## Exercise
Rewrite the warriorship passage starting with "But we can be" and going on through "world needs help.", swapping "relatives" for "neighbors".

## Text block
━━━━

The key to warriorship (…) is not being afraid of who you are. Ultimately, that is the definition of bravery: not being afraid of yourself. [The] vision teaches that, in the face of the world's great problems, we can be heroic and kind at the same time. [The] vision is the opposite of selfishness. When we are afraid of ourselves and afraid of the seeming threat the world presents, then we become extremely selfish. We want to build our own little nests, our own cocoons, so that we can live by ourselves in a secure way.

But we can be much more brave than that. We must try to think beyond our homes, beyond the fire burning in the fireplace, beyond sending the children to school or getting to work in the morning. We must try to think how we can help this world. If we don't help, nobody will. It is our turn to help the world. At the same time, helping others does not mean abandoning our individual lives. You don't have to rush out to become the mayor of your city or the president of the United States in order to help others, but you can begin with your relatives and friends and the people around you. In fact, you can start with yourself. The important point is to realise that you are never off duty. You can never just relax, because the whole world needs help.

━━━━

## Dataset records
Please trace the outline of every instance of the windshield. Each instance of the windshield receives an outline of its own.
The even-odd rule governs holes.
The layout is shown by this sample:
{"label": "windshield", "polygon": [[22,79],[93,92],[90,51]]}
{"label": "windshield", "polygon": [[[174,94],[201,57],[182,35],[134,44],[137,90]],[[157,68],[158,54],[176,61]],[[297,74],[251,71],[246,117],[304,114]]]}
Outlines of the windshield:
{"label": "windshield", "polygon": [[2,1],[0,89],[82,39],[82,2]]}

━━━━

## The answer
But we can be much more brave than that. We must try to think beyond our homes, beyond the fire burning in the fireplace, beyond sending the children to school or getting to work in the morning. We must try to think how we can help this world. If we don't help, nobody will. It is our turn to help the world. At the same time, helping others does not mean abandoning our individual lives. You don't have to rush out to become the mayor of your city or the president of the United States in order to help others, but you can begin with your neighbors and friends and the people around you. In fact, you can start with yourself. The important point is to realise that you are never off duty. You can never just relax, because the whole world needs help.